[BEGIN Given data]

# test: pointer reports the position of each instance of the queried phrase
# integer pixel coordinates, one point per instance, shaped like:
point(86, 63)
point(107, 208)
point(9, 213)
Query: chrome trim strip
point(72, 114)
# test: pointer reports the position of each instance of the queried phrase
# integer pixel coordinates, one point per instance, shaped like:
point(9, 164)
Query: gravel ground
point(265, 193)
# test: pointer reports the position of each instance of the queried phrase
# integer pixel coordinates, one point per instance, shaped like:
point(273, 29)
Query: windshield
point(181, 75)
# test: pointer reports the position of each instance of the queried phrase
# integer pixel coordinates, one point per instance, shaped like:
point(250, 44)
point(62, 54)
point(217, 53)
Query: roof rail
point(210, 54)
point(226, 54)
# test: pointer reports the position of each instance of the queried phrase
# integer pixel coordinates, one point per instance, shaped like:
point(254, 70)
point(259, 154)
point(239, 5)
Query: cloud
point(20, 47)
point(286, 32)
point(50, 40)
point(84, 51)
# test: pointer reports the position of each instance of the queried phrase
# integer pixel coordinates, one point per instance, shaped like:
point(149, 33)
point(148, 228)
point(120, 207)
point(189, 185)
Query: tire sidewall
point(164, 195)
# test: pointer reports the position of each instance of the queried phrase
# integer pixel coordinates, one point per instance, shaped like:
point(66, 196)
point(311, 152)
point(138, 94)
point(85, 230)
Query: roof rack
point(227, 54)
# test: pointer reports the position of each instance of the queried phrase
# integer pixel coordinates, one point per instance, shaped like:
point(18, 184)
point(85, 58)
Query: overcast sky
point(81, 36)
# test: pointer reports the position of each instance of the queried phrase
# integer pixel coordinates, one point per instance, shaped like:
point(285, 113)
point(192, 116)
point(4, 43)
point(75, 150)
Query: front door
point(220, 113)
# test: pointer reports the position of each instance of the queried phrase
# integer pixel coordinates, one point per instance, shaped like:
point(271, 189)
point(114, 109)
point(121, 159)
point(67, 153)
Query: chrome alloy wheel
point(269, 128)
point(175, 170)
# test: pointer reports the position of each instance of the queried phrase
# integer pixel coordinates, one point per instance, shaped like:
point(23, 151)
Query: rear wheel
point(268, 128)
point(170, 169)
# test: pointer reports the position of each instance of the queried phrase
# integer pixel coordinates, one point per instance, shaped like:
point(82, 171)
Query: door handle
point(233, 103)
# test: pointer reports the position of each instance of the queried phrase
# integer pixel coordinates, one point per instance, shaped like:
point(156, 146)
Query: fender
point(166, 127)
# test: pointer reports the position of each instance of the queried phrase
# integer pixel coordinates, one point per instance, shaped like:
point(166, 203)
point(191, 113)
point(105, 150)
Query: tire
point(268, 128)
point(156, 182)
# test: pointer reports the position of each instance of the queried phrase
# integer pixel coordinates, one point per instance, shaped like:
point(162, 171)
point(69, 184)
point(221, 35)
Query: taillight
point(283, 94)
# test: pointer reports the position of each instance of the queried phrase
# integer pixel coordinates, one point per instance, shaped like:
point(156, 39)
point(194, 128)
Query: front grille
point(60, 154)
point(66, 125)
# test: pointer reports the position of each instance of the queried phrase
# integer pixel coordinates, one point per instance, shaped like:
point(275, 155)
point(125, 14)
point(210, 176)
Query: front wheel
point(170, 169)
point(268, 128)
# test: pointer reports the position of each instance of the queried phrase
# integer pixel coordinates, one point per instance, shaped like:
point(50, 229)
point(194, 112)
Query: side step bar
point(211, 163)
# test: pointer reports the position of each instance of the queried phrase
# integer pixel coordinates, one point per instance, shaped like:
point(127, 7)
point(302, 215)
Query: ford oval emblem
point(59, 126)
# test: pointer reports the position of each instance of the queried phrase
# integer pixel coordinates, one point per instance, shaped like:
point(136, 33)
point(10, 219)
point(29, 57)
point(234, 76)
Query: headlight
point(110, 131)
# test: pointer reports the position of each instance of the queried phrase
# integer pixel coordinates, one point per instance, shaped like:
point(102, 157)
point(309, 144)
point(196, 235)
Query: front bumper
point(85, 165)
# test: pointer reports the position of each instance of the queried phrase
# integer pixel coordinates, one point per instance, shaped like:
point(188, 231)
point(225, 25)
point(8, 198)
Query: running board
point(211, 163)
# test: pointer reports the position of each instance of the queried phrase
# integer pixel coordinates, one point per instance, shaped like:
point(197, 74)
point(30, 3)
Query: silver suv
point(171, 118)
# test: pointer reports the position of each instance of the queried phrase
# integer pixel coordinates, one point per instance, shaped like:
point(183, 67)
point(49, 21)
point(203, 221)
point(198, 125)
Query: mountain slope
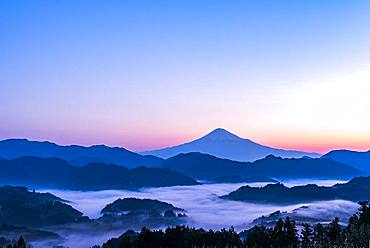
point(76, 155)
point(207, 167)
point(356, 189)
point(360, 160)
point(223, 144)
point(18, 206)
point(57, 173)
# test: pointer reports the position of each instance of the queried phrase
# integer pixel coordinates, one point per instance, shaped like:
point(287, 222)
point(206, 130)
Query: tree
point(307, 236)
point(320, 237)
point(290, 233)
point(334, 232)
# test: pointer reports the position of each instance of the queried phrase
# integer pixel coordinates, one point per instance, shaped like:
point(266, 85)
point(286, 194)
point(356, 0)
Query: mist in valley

[END Given data]

Work to complete
Copy out every line of the entries above, word for word, and leave the pictures out of your copy.

Complete output
# test: pointer reports the position of each instance of the queried phrase
# integer pixel coordinates, one point per instance, shaped like:
point(86, 63)
point(107, 208)
point(9, 213)
Query: chrome trim strip
point(72, 114)
# test: pointer reports the position of each instance of the queried phrase
# integer pixel coordinates, one point per instance, shaped like:
point(9, 164)
Query: gravel ground
point(265, 193)
# test: pointer reports the position of each instance of the queried phrase
# integer pixel coordinates, one point per instance, shaped like:
point(273, 29)
Query: windshield
point(181, 75)
# test: pointer reports the position of each instance of the queried phrase
# integer pixel coordinates, one point per instance, shaped like:
point(250, 44)
point(62, 54)
point(217, 53)
Query: roof rail
point(210, 54)
point(226, 54)
# test: pointer reports the position of each instance of the queried phrase
# integer pixel coordinates, one point per instance, shaped like:
point(254, 70)
point(259, 154)
point(239, 5)
Query: cloud
point(20, 47)
point(286, 32)
point(50, 40)
point(84, 51)
# test: pointer reports the position of each instance of the queried phrase
# integer pixel coordinates, one point per instance, shaped like:
point(149, 33)
point(148, 228)
point(120, 207)
point(189, 185)
Query: tire sidewall
point(164, 195)
# test: pointer reports the position of each instance of the queried phrase
# integer pixel coordinates, one point per instance, shaped like:
point(66, 196)
point(311, 152)
point(138, 94)
point(85, 230)
Query: roof rack
point(227, 54)
# test: pointer reports the position of each instance of the queried phrase
# integer pixel coordinates, one point per instance, shaped like:
point(18, 184)
point(85, 58)
Query: overcast sky
point(81, 36)
# test: pointer reports the position of each instance of the queried phrase
# integer pixel coordinates, one point per instance, shaped like:
point(285, 113)
point(192, 116)
point(4, 43)
point(75, 150)
Query: front door
point(220, 113)
# test: pointer reports the position of each instance of the queried phrase
# integer pixel coordinates, one point per instance, shaped like:
point(271, 189)
point(114, 109)
point(121, 159)
point(67, 153)
Query: chrome alloy wheel
point(269, 128)
point(175, 170)
# test: pointer reports the position of each instance of the queried phrase
# integer pixel coordinates, one point per instance, shaped like:
point(23, 151)
Query: rear wheel
point(268, 128)
point(170, 169)
# test: pointer reports the position of each instance of the queried phrase
# integer pixel coordinates, one point per instance, shaped like:
point(82, 171)
Query: door handle
point(233, 103)
# test: pointer reports the position of each instance of the queried phrase
# integer pixel coordinates, one point per instance, shaped like:
point(156, 146)
Query: fender
point(166, 127)
# test: pointer reports the position of each instance of the queried phrase
# integer pixel coordinates, one point per instance, shaped like:
point(166, 203)
point(191, 113)
point(105, 150)
Query: tire
point(268, 128)
point(156, 182)
# test: pointer reports the position of each instance of the queried phrase
# integer pixel coordinates, one point per instance, shaped like:
point(162, 171)
point(69, 184)
point(221, 35)
Query: taillight
point(283, 94)
# test: pointer reports the position of each instance of the queried phrase
# integer pixel coordinates, one point per instance, shaped like:
point(156, 39)
point(194, 128)
Query: front grille
point(60, 154)
point(66, 125)
# test: pointer reports the position of each instance of the queried phrase
# integer pixel coordinates, one point per instance, shaped like:
point(275, 155)
point(125, 14)
point(210, 176)
Query: front wheel
point(170, 169)
point(268, 128)
# test: pointer reports the position of each instance of the queried phrase
# integer pixel coordinates, one point per instance, shaped like:
point(50, 229)
point(194, 112)
Query: side step bar
point(211, 163)
# test: pointer reports the position of each instance of the queried phrase
# integer pixel coordinates, one point per instance, shaped like:
point(127, 7)
point(302, 215)
Query: ford oval emblem
point(59, 126)
# test: pointer reports the position of each instance of the queried phrase
# integer pixel coordinates, one point per instance, shaped like:
point(136, 33)
point(10, 219)
point(29, 57)
point(234, 76)
Query: headlight
point(110, 131)
# test: pointer reports the position of each instance of the queried phrase
# integer pixel coordinates, one point per instance, shaped like:
point(102, 157)
point(309, 144)
point(196, 235)
Query: front bumper
point(85, 165)
# test: pointer reports the position of each instance of the queried phrase
# integer pixel coordinates, one point per instance, shaped like:
point(188, 231)
point(225, 25)
point(8, 198)
Query: running board
point(211, 163)
# test: pointer reports the position of each instance of the queried phrase
# integer pixel coordinates, one point per instance, shaped like:
point(197, 74)
point(30, 3)
Query: silver suv
point(171, 118)
# test: pointer reports the position of each instance of the queried phrase
# integer pixel coordinates, one point per instance, shaped like:
point(183, 67)
point(49, 21)
point(203, 221)
point(198, 125)
Query: mountain slope
point(76, 155)
point(207, 167)
point(356, 189)
point(360, 160)
point(223, 144)
point(18, 206)
point(57, 173)
# test: pointer reports the position of each instance of the queried phrase
# integer pixel coordinates, one point per instance, shaped like:
point(287, 222)
point(206, 130)
Query: tree
point(307, 236)
point(320, 237)
point(290, 233)
point(334, 232)
# test: pointer reports the position of each instance of the queried phrase
# integer pixel coordinates, one point per instance, shaped like:
point(266, 85)
point(286, 194)
point(356, 0)
Query: mist in valley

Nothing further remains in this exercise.